Plaintiffs did not concede the correctness of the Commissioners' interpretation of Stafford v. Briggs, and on this appeal they contend that since § 1391(e) provides jurisdiction over an official in his official capacity, it provides pendent jurisdiction over him in his individual capacity. We find this argument meritless. In Driver v. Helms, 577 F.2d 147 (1st Cir. 1978), as here, the plaintiffs sought declaratory and injunctive relief against the defendants in their official capacities as well as money damages against them in their individual capacities. The court of appeals' decision upholding jurisdiction of the latter claims under § 1391(e) was reversed by the Supreme Court in Stafford v. Briggs.

Provided data:
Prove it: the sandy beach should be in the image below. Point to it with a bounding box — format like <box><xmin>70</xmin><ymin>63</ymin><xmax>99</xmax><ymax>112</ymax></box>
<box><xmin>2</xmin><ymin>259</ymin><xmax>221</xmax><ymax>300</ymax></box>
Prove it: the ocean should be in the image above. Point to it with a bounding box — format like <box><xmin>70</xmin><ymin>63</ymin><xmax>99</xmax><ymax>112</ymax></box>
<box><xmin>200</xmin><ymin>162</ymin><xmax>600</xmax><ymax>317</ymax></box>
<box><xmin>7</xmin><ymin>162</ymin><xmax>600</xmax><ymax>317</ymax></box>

Exercise A: Retype the portion of the Stafford v. Briggs excerpt between "Plaintiffs did not" and "Stafford v. Briggs.", inclusive.
Exercise B: According to the Stafford v. Briggs excerpt, what relief did the plaintiffs in Driver v. Helms seek against the defendants in their individual capacities?

Task response A:
Plaintiffs did not concede the correctness of the Commissioners' interpretation of Stafford v. Briggs, and on this appeal they contend that since § 1391(e) provides jurisdiction over an official in his official capacity, it provides pendent jurisdiction over him in his individual capacity. We find this argument meritless. In Driver v. Helms, 577 F.2d 147 (1st Cir. 1978), as here, the plaintiffs sought declaratory and injunctive relief against the defendants in their official capacities as well as money damages against them in their individual capacities. The court of appeals' decision upholding jurisdiction of the latter claims under § 1391(e) was reversed by the Supreme Court in Stafford v. Briggs.

Task response B: Money damages.